• AUFGABEN:
a) Stimmen die Aussagen (i) bis (iii) mit dem Text überein? Antworten Sie jeweils mit Ja oder Nein und zitieren Sie die entscheidenden Worte des Textes wörtlich.
(i) Raucher schlafen schlechter als Nichtraucher.
(ii) Frauen leiden häufiger unter einer minderen Schlafqualität als Männer.
(iii) Arbeitslose schlafen besser als Berufstätige.
b) Welche Antworten liefert der Text auf die folgenden Fragen?
(i) Ab welchem Gesamtwert leidet ein Patient an Schlafproblemen?
(ii) Wie viel Prozent der Untersuchten der Leipziger Studie haben mit Schlafproblemen zu kämpfen?
(iii) Schliefen die Probanden mit oder ohne Abitur besser?

• TEXT:
════════

In einem Fragebogen gaben die Versuchsteilnehmer Auskunft über ihren Schlaf: Neben der subjektiven Einschätzung machten sie Angaben zur Schlafdauer, der Zeit bis zum Einschlafen, der Schlafeffizienz, möglichen Schlafstörungen und Schlafmittelkonsum sowie zur Tagesschläfrigkeit. Aus den Punkten für die einzelnen Antworten wird ein Gesamtwert errechnet: Über einem Wert von fünf leidet der Patient an Schlafproblemen, Werte darunter versprechen eine bessere Schlafqualität.
„Diesen Grenzwert von fünf haben die Autoren, die den Fragebogen entwickelt haben, bestimmt. In Studien wird dieser Wert beibehalten, um die Ergebnisse vergleichen zu können“, so Prof. Dr. Andreas Hinz.
Legt man diesen Grenzwert auch der Leipziger Studie zugrunde, so haben 36 Prozent der Untersuchten mit Schlafproblemen zu kämpfen. Frauen (42 Prozent) leiden häufiger unter einer minderen Schlafqualität als Männer (29 Prozent). Auch Übergewichtige schlafen schlechter.
Der Nikotinkonsum hingegen macht keinen Unterschied. Doch dafür registrieren die Forscher eine deutliche Bildungsabhängigkeit der Schlafqualität: So schliefen die Probanden mit Abitur besser als Teilnehmer ohne Abitur. Darüber hinaus hatten Arbeitslose mit einer deutlich schlechteren Schlafqualität zu kämpfen als Berufstätige.

════════

• BEREITGESTELLTE EINTRÄGE:
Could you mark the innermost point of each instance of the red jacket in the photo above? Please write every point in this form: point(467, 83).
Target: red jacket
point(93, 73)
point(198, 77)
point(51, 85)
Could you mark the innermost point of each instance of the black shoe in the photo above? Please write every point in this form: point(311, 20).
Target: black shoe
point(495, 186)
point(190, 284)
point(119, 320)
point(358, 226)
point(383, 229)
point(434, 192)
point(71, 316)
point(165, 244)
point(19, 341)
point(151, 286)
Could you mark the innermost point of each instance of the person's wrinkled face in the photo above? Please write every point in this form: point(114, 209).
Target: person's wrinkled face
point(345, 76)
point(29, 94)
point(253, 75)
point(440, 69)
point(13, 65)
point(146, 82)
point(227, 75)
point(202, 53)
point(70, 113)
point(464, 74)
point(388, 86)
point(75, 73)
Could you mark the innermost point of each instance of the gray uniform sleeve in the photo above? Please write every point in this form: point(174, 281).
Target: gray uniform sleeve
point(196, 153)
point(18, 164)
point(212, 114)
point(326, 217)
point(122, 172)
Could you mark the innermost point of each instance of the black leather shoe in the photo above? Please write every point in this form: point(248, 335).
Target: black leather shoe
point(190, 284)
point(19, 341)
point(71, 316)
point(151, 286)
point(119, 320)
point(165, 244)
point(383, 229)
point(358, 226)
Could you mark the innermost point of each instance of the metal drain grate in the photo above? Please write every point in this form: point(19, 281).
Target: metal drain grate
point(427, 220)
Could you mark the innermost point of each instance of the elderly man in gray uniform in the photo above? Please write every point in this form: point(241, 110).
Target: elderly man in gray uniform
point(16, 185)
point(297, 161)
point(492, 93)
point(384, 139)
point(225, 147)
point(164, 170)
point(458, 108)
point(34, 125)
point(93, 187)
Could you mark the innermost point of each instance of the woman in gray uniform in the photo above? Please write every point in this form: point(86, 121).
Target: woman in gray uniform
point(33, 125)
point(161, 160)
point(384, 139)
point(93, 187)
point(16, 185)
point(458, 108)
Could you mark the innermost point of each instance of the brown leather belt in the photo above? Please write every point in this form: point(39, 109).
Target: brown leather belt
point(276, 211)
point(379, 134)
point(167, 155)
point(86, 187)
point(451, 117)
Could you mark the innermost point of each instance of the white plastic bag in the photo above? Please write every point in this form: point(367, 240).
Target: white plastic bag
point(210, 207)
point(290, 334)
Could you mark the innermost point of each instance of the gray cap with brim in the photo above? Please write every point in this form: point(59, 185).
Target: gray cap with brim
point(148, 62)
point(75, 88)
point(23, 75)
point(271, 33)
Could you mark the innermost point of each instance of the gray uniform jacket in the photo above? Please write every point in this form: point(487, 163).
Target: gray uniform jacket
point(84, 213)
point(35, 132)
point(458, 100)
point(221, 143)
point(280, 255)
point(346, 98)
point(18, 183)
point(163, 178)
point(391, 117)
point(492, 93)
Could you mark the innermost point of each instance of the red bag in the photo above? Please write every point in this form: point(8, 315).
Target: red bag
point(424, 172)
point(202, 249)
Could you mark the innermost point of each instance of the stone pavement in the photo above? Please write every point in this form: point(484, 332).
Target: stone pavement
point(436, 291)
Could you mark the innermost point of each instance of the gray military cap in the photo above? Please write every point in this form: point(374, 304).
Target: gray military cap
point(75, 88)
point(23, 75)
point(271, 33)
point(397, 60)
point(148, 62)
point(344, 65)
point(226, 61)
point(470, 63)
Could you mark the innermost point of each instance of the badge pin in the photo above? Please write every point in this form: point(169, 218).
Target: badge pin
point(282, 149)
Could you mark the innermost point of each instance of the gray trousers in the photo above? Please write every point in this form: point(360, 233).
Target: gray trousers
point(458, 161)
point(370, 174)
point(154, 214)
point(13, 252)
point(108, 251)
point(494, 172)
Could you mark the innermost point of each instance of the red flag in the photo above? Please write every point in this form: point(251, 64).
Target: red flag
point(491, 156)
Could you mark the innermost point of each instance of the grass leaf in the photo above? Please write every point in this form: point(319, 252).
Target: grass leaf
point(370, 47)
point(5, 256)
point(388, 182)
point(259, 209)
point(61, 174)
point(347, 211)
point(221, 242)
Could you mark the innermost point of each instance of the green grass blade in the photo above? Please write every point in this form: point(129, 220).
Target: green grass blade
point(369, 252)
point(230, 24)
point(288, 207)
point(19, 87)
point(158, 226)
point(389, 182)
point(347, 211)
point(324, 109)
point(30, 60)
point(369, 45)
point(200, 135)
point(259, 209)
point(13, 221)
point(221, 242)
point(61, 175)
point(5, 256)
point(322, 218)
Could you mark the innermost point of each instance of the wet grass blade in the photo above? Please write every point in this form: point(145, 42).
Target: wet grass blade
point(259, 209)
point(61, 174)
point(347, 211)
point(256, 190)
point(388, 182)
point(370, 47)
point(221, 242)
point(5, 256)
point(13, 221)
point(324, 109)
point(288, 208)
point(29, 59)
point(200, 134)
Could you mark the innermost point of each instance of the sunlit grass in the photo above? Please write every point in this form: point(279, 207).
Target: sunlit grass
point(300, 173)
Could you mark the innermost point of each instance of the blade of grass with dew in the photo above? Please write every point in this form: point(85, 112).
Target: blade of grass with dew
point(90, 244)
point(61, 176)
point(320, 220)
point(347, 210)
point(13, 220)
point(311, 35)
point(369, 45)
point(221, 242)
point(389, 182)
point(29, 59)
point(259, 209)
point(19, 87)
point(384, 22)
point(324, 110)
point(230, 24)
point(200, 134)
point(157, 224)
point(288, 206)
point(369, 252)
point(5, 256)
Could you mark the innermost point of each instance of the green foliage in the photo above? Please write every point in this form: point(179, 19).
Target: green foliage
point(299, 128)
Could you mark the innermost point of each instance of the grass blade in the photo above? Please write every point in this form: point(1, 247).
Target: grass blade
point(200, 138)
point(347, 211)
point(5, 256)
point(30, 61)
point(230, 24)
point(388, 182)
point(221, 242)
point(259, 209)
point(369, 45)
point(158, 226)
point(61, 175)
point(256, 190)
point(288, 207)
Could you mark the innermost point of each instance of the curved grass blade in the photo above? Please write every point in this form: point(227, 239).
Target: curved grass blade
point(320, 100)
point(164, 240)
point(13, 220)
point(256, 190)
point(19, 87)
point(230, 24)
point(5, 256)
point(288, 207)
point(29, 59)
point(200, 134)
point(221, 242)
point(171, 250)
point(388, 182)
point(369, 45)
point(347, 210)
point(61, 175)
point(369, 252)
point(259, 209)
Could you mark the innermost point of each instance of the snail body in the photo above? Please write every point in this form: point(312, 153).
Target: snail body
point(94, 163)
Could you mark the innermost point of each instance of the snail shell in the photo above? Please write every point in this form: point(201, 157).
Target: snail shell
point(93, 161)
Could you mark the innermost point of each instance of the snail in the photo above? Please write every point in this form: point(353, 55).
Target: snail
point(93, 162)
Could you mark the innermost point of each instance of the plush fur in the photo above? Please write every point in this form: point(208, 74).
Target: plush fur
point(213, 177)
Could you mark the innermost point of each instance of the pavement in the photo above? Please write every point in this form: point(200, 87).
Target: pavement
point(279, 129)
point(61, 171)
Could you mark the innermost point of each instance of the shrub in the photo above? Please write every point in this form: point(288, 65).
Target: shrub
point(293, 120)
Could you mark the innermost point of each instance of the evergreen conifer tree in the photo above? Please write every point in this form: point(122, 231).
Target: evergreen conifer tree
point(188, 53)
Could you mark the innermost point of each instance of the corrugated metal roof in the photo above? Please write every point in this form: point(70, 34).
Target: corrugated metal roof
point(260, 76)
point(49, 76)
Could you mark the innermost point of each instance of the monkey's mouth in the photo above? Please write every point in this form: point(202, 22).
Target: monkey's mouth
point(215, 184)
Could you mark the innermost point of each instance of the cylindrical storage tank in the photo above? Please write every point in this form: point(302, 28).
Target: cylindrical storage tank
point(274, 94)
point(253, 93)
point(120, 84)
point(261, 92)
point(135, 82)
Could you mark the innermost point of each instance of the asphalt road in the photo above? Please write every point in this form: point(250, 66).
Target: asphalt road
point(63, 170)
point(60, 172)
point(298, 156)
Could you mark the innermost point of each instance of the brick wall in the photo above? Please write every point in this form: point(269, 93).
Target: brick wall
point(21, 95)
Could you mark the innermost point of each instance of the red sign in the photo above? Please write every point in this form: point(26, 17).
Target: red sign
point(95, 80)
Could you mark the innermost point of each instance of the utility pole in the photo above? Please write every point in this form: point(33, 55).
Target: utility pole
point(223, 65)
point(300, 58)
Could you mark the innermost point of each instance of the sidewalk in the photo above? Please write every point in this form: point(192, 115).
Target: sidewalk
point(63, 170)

════════

• ANTWORTEN DER REIHE NACH:
a)
(i) Nein: „Der Nikotinkonsum hingegen macht keinen Unterschied.“
(ii) Ja: „Frauen (42 Prozent) leiden häufiger unter einer minderen Schlafqualität als Männer (29 Prozent).“
(iii) Nein: „Darüber hinaus hatten Arbeitslose mit einer deutlich schlechteren Schlafqualität zu kämpfen als Berufstätige.“

b)
(i) Über einem Wert von fünf.
(ii) 36 Prozent.
(iii) Die Probanden mit Abitur.